-------- Página --------

Transparência é remédio para coibir distorções e decisões desiguais, independente do espaço em que esse assunto esteja em discussão.

quinta-feira, 1 de junho de 2017

Atualizado às 08:32

O TCU é o órgão auxiliar ao Congresso nacional para o exercício da fiscalização contábil, financeira e orçamentária dos recursos federais. Em seu artigo 71, a CF estabelece as matérias de competência do TCU e no § 2º do art. 74 garante que "qualquer cidadão, partido político, associação ou sindicato é parte legítima para, na forma da lei, denunciar irregularidades ou ilegalidades perante o TCU".

No texto constitucional, a amplitude de partes legitimadas a fazer denúncias de irregularidades e ilegalidades perante o TCU demonstra uma vontade de transparência. São vários atores habilitados a participar de procedimentos envolvendo denúncias contra atos ilícitos em face do erário.

Apenas para reiterar, a CF afirma que essas entidades são "partes legítimas". Mas ao contrário do que indica a CF, o regimento interno do TCU, em seu artigo 146, condiciona a participação do denunciante nos autos processuais à aceitação do Ministro relator. Tal "permissão" raramente é deferida, sob argumento de sigilo processual. Vejamos o que diz a lei infraconstitucional a respeito do tema.

A lei Orgânica do TCU1, lei 8.443, de 16 de julho de 1992, em seus artigos 53, 54 e 55, copiou o comando constitucional ratificando - literalmente - que "qualquer cidadão, partido político, associação ou sindicato é parte legítima para denunciar irregularidades ou ilegalidades perante o TCU". Sobre a publicidade dos processos, a lei definiu no § 3º, do art. 53 que "a denúncia será apurada em caráter sigiloso, até que se comprove a sua procedência, e somente poderá ser arquivada após efetuadas as diligências pertinentes, mediante despacho fundamentado do responsável".

Esse sigilo dos autos não é permanente, já que o § 4º do mesmo artigo afirma que "reunidas as provas que indiquem a existência de irregularidade ou ilegalidade, serão públicos os demais atos do processo, assegurando-se aos acusados a oportunidade de ampla defesa". No artigo 54, a lei indica os prazos para que o Tribunal apresente certidão do processo ao denunciante e no art. 55 a norma expõe que esse mesmo denunciante só poderá ser responsabilizado em caso de comprovada má-fé.

No texto da lei Orgânica, o enunciado constitucional é ratificado no caput do artigo 53 para garantir que "qualquer cidadão, partido político, associação ou sindicato é parte legítima para denunciar irregularidades ou ilegalidades perante o Tribunal de Contas da União" e em seu § 3º é afirmado que "a denúncia será apurada em caráter sigiloso, até que se comprove a sua procedência". Já no parágrafo seguinte (§ 4º), a lei estabelece que a partir de "provas que indiquem a existência de irregularidade ou ilegalidade, serão públicos os demais atos do processo".

--------

*Exercícios propostos*:
1 - Copie do texto sobre o TCU tudo o que vai de "O TCU é o órgão" até "face do erário.".
2 - Explique, em uma a três frases, por que o texto sobre o TCU afirma que o sigilo dos autos de uma denúncia não é permanente.

-------- Dados fornecidos --------

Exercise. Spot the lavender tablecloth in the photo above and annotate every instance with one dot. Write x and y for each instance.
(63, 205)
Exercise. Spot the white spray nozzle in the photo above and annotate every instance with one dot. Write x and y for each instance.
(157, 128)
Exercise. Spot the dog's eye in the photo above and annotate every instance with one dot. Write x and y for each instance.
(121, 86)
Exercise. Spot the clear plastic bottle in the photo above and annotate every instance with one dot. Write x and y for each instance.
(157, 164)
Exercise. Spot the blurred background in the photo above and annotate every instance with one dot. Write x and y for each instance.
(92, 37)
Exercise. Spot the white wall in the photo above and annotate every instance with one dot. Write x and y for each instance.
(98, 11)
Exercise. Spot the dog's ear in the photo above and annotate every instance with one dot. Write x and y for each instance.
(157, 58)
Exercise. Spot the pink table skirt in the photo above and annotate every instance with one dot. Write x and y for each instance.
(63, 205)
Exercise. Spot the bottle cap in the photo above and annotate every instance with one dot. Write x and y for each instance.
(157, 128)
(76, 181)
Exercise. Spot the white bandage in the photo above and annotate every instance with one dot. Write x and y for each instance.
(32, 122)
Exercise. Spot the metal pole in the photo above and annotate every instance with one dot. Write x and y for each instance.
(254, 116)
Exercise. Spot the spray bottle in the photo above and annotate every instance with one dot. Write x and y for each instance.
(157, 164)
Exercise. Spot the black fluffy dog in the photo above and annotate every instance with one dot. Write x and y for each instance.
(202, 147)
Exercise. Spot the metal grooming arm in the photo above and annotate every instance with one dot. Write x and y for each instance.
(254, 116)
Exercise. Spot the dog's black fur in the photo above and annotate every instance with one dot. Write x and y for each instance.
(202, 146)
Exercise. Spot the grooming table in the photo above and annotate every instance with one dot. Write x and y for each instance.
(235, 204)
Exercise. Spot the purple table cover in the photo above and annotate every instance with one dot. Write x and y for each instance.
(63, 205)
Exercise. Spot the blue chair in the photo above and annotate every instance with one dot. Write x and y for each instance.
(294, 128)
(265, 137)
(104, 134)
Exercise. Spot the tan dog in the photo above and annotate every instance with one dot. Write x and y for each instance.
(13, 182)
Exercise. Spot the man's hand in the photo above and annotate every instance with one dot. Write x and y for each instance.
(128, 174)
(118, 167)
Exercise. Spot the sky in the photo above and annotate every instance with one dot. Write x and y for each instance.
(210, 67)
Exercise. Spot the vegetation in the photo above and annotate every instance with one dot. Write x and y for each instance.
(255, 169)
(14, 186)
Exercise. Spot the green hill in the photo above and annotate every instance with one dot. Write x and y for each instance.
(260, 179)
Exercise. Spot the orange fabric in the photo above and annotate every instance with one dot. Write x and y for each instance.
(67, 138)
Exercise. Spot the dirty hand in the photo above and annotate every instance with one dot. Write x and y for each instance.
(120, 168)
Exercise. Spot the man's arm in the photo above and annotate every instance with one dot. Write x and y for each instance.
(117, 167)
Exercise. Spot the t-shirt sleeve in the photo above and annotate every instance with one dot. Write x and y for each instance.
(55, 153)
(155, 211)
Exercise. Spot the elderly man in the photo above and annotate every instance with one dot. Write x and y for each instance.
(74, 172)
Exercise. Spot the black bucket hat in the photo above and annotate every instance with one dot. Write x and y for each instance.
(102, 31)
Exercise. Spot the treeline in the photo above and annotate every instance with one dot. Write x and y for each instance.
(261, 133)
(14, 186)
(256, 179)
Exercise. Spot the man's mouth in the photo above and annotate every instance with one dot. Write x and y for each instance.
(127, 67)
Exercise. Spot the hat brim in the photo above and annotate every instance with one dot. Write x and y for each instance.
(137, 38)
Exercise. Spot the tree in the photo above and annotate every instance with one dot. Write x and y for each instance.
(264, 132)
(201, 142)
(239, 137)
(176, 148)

--------

*Exercícios resolvidos*:
1 -
O TCU é o órgão auxiliar ao Congresso nacional para o exercício da fiscalização contábil, financeira e orçamentária dos recursos federais. Em seu artigo 71, a CF estabelece as matérias de competência do TCU e no § 2º do art. 74 garante que "qualquer cidadão, partido político, associação ou sindicato é parte legítima para, na forma da lei, denunciar irregularidades ou ilegalidades perante o TCU".

No texto constitucional, a amplitude de partes legitimadas a fazer denúncias de irregularidades e ilegalidades perante o TCU demonstra uma vontade de transparência. São vários atores habilitados a participar de procedimentos envolvendo denúncias contra atos ilícitos em face do erário.

2 - O sigilo não é permanente porque o § 4º do art. 53 da lei Orgânica do TCU determina que, reunidas as provas que indiquem a existência de irregularidade ou ilegalidade, os demais atos do processo serão públicos. Nesse caso, assegura-se aos acusados a oportunidade de ampla defesa.